* TASK REQUIREMENTS
Copy the data below exactly.

* GIVEN INFORMATION
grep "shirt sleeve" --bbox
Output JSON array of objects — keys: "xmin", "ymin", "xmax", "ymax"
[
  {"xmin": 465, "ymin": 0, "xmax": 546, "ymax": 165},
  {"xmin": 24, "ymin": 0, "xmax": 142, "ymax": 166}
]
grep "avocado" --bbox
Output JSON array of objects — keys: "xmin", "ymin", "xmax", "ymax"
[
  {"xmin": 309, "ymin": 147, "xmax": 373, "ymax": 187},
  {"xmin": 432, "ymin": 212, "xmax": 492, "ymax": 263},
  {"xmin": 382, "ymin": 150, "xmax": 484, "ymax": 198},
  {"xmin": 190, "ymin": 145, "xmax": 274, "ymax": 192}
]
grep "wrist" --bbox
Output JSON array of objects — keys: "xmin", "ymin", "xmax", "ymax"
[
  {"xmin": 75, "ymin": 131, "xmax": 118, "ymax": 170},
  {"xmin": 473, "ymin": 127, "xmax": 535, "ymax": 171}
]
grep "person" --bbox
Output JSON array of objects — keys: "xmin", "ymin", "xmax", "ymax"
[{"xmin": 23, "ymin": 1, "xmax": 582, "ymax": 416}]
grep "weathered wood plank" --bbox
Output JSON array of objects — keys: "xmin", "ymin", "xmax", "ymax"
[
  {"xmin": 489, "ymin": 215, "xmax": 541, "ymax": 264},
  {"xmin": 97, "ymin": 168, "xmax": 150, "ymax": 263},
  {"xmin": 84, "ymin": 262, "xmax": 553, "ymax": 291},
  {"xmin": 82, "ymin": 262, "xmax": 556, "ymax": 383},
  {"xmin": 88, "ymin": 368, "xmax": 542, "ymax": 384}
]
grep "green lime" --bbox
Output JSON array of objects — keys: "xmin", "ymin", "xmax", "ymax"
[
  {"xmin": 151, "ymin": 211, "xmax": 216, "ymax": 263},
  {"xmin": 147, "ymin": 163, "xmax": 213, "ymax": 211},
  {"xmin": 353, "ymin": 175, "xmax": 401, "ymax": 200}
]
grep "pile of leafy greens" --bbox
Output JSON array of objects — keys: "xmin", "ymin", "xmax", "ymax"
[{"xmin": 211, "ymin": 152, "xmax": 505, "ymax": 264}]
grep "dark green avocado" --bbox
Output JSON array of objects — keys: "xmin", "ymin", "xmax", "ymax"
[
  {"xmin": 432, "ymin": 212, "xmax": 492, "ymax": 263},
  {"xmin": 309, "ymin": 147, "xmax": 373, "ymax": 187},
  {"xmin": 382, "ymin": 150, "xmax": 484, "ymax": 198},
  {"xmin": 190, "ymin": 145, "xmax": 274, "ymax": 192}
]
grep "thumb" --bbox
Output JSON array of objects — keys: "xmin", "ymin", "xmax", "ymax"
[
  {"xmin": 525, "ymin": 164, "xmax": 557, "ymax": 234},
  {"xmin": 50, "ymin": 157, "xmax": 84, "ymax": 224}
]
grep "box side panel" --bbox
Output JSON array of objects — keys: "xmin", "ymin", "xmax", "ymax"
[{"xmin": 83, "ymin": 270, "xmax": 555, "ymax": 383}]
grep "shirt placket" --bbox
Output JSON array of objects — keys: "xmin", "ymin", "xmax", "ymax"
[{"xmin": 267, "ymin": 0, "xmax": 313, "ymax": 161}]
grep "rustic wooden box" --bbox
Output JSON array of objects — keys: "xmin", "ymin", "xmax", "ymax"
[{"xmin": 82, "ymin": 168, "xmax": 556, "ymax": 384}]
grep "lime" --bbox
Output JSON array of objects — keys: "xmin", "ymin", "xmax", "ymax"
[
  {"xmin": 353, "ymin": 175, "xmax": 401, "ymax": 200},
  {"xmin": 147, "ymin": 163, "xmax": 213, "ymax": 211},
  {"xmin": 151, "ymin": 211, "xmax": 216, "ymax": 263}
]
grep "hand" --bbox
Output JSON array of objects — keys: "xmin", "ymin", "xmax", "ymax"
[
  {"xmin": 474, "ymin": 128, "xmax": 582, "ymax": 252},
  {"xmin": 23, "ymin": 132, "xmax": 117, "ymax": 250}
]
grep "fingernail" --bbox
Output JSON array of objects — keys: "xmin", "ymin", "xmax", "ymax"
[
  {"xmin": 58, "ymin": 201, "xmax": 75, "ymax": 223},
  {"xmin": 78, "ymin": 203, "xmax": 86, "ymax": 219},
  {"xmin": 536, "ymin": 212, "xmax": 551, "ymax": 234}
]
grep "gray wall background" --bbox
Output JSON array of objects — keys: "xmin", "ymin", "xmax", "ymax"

* EXERCISE ANSWER
grep "shirt sleeve" --bbox
Output JSON array of objects — keys: "xmin", "ymin", "xmax", "ymax"
[
  {"xmin": 465, "ymin": 0, "xmax": 546, "ymax": 165},
  {"xmin": 24, "ymin": 0, "xmax": 142, "ymax": 166}
]
grep "avocado" --bbox
Output JSON array of objects — keys: "xmin", "ymin", "xmax", "ymax"
[
  {"xmin": 309, "ymin": 147, "xmax": 373, "ymax": 187},
  {"xmin": 432, "ymin": 212, "xmax": 492, "ymax": 263},
  {"xmin": 382, "ymin": 150, "xmax": 484, "ymax": 198},
  {"xmin": 190, "ymin": 145, "xmax": 274, "ymax": 192}
]
grep "wrist" --bbox
Output JSON array of objects — keys: "xmin", "ymin", "xmax", "ymax"
[
  {"xmin": 75, "ymin": 131, "xmax": 118, "ymax": 170},
  {"xmin": 473, "ymin": 127, "xmax": 535, "ymax": 171}
]
grep "person" --bbox
Output JSON array of objects — keys: "xmin", "ymin", "xmax", "ymax"
[{"xmin": 23, "ymin": 1, "xmax": 582, "ymax": 416}]
grep "weathered wood plank" --bbox
Output JSON array of objects — keys: "xmin", "ymin", "xmax", "ymax"
[
  {"xmin": 489, "ymin": 215, "xmax": 541, "ymax": 264},
  {"xmin": 97, "ymin": 168, "xmax": 150, "ymax": 263},
  {"xmin": 84, "ymin": 262, "xmax": 553, "ymax": 291},
  {"xmin": 82, "ymin": 262, "xmax": 556, "ymax": 383},
  {"xmin": 88, "ymin": 368, "xmax": 542, "ymax": 384}
]
grep "green lime" --bbox
Output JSON array of objects — keys: "xmin", "ymin", "xmax", "ymax"
[
  {"xmin": 151, "ymin": 211, "xmax": 216, "ymax": 263},
  {"xmin": 147, "ymin": 163, "xmax": 213, "ymax": 211},
  {"xmin": 353, "ymin": 175, "xmax": 401, "ymax": 200}
]
grep "pile of leafy greens" --bbox
Output JSON array of objects — keys: "xmin", "ymin", "xmax", "ymax"
[{"xmin": 211, "ymin": 152, "xmax": 505, "ymax": 264}]
grep "dark green avocado" --bbox
Output JSON array of objects — keys: "xmin", "ymin", "xmax", "ymax"
[
  {"xmin": 432, "ymin": 212, "xmax": 492, "ymax": 263},
  {"xmin": 309, "ymin": 147, "xmax": 373, "ymax": 187},
  {"xmin": 382, "ymin": 150, "xmax": 484, "ymax": 198},
  {"xmin": 190, "ymin": 145, "xmax": 274, "ymax": 192}
]
grep "thumb" --bbox
Output JSON array of objects — keys: "xmin", "ymin", "xmax", "ymax"
[
  {"xmin": 525, "ymin": 164, "xmax": 557, "ymax": 234},
  {"xmin": 50, "ymin": 157, "xmax": 84, "ymax": 224}
]
grep "box side panel" --bbox
Output JSON array of objects — keys: "xmin", "ymin", "xmax", "ymax"
[{"xmin": 83, "ymin": 270, "xmax": 555, "ymax": 383}]
grep "shirt placket" --bbox
Output JSON array of objects — keys: "xmin", "ymin", "xmax", "ymax"
[{"xmin": 267, "ymin": 0, "xmax": 313, "ymax": 161}]
grep "rustic wooden box" --bbox
Output JSON array of objects — keys: "xmin", "ymin", "xmax", "ymax"
[{"xmin": 82, "ymin": 168, "xmax": 556, "ymax": 384}]
grep "lime" --bbox
Output JSON array of objects — keys: "xmin", "ymin", "xmax", "ymax"
[
  {"xmin": 353, "ymin": 175, "xmax": 401, "ymax": 200},
  {"xmin": 147, "ymin": 163, "xmax": 213, "ymax": 211},
  {"xmin": 151, "ymin": 211, "xmax": 216, "ymax": 263}
]
grep "hand" --bbox
Output JSON array of objects — keys: "xmin", "ymin", "xmax", "ymax"
[
  {"xmin": 474, "ymin": 128, "xmax": 582, "ymax": 252},
  {"xmin": 23, "ymin": 132, "xmax": 117, "ymax": 250}
]
grep "fingernail" --bbox
Output JSON array of objects — keys: "xmin", "ymin", "xmax", "ymax"
[
  {"xmin": 58, "ymin": 201, "xmax": 75, "ymax": 223},
  {"xmin": 78, "ymin": 203, "xmax": 86, "ymax": 219},
  {"xmin": 536, "ymin": 212, "xmax": 551, "ymax": 234}
]
grep "gray wall background" --bbox
Output JSON array of objects — keys: "xmin", "ymin", "xmax", "ymax"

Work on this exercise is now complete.